→ EXERCISE DIRECTIONS: Locate each line in the rows below that contains the string "tree" and copy those lines out. Matching is case-sensitive.

→ DATA TO USE:
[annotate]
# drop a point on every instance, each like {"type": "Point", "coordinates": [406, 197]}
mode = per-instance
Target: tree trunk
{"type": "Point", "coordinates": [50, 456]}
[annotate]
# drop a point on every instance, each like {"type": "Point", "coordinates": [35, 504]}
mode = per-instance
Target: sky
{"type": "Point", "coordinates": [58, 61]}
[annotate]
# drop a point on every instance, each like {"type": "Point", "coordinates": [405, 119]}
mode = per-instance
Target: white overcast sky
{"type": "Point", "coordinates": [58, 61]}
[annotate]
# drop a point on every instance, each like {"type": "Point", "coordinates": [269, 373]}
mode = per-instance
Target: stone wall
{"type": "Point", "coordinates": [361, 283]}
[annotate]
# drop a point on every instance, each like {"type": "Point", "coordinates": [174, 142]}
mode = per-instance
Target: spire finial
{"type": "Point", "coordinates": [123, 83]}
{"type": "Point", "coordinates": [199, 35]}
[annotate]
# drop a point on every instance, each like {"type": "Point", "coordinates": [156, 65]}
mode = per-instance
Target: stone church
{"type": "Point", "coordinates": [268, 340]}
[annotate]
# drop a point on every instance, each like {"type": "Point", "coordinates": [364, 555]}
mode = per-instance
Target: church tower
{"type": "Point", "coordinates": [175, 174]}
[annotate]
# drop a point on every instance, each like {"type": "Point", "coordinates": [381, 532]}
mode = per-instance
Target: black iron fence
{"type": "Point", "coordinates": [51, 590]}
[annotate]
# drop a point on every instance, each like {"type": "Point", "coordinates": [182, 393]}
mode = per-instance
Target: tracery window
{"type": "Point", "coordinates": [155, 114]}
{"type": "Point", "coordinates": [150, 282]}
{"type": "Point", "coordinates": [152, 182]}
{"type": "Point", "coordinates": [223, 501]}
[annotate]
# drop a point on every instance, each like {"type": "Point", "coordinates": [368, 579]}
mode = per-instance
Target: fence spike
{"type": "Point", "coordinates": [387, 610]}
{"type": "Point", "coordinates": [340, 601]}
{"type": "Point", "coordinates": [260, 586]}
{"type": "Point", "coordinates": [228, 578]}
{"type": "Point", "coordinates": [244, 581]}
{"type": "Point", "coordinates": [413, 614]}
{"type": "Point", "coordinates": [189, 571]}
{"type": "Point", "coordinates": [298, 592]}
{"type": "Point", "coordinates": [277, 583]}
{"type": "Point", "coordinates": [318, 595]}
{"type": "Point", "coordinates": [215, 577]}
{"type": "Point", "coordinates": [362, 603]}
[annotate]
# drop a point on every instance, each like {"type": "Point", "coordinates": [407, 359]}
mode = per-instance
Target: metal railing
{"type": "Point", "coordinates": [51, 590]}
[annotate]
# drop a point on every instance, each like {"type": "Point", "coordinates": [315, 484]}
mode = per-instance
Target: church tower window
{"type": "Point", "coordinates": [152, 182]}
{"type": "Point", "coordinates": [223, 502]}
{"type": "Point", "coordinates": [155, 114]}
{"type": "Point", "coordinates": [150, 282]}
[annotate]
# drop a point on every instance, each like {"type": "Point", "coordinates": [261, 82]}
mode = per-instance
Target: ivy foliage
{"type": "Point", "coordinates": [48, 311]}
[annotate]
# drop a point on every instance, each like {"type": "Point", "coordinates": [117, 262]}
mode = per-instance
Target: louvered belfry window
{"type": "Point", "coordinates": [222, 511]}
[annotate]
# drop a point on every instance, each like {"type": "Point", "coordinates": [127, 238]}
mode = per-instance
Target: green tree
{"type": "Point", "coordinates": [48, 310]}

→ TASK RESULT:
Target: tree trunk
Target: green tree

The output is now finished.